Written task: Report how many lines of the entries below contain the string "instance", matching case exactly. Give only the number.

((

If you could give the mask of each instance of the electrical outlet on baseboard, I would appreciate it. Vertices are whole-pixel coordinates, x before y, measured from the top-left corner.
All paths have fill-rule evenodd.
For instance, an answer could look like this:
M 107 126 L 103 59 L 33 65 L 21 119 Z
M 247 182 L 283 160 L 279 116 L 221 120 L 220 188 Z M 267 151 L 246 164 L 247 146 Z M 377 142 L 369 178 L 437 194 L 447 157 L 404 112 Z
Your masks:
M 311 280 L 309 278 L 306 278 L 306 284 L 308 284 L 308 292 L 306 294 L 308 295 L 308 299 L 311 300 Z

))

Response to this exercise: 2